▶ **Problema**
En el texto sobre el fascismo, ¿qué consideraba Mussolini que era el mito?

El historiador Emilio Gentile ha escrito que las “entidades de la política de masas moderna —nación, raza, clase, estado, partido o líder— requirieron y provocaron actos de devoción total que eran típicos de la devoción religiosa tradicional”. El fascismo consagró este peculiar tipo de entrega total. Mussolini consideraba que “el mito es una fe, es una pasión”. “No es necesario que sea una realidad”, decía. “Es una realidad en tanto es un acicate, una esperanza; es fe, es coraje”. También se comentaba que el Duce “educaba a los italianos simplemente con mirarlos a los ojos”. Por eso tiene razón Gentile cuando considera que, “entre las expresiones de la sacralización de la política en el mundo moderno, el nacionalismo es, desde luego, la más vital y la más universal, una religión dotada de un poderoso influjo, con una extraordinaria capacidad sincrética de asimilación y metamorfosis, y con un formidable empuje de construcción y destrucción”.

Es cierto que diagnosticar el presente volviendo a utilizar las palabras gruesas que definían realidades del pasado es arriesgado porque al final se confunden unas cosas con otras y no se termina de entender lo que está ocurriendo de verdad y, por tanto, resulta más difícil combatirlo. Con mucha frecuencia se habla hoy del regreso del fascismo para explicar fenómenos como los de Donald Trump, Jair Bolsonaro, Viktor Orbán y tantos otros —aquí en España, Vox—. Y Giorgia Meloni, claro, que fue una entusiasta de Mussolini, pero que con la llegada al poder ha renegado del fascismo en un santiamén.

La inclemente violencia y el matonismo que el Duce puso en marcha con sus camisas negras y su proyecto totalitario no tienen, sin embargo, una traducción inmediata a lo que ocurre hoy. En todo caso, si el fascismo fue una espada, igual lo que sucede es que esa espada se ha ido reblandeciendo hasta convertirse en una masa viscosa que va derramándose y, de la mano del miedo, se cuela por todas partes y coloniza cada vez más conciencias. No habrá ya golpes ni disparos, ni mucha brutalidad, pero sigue cultivando el miedo al otro, y también, como decía Gentile del fascismo de hace un siglo, contribuye a “modelar la conciencia moral, la mentalidad, los hábitos de la gente y hasta sus más íntimos sentimientos acerca de la vida y la muerte”. Y eso es no solo inquietante, sino también peligroso.

▶ **Sección de datos**

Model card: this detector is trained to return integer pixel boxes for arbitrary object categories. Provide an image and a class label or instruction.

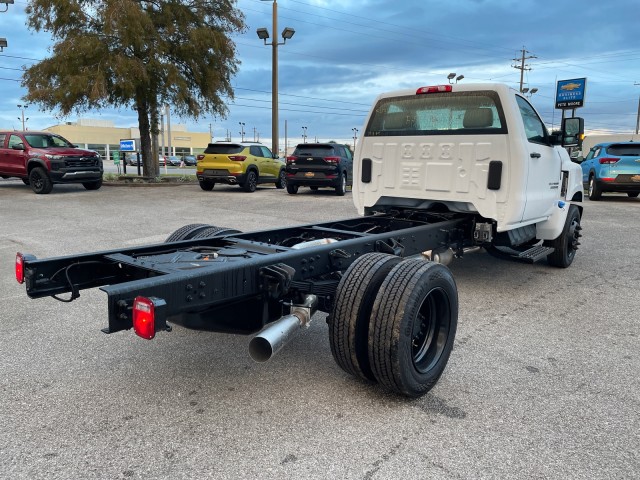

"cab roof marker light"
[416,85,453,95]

▶ **Resultado**
Una fe, una pasión.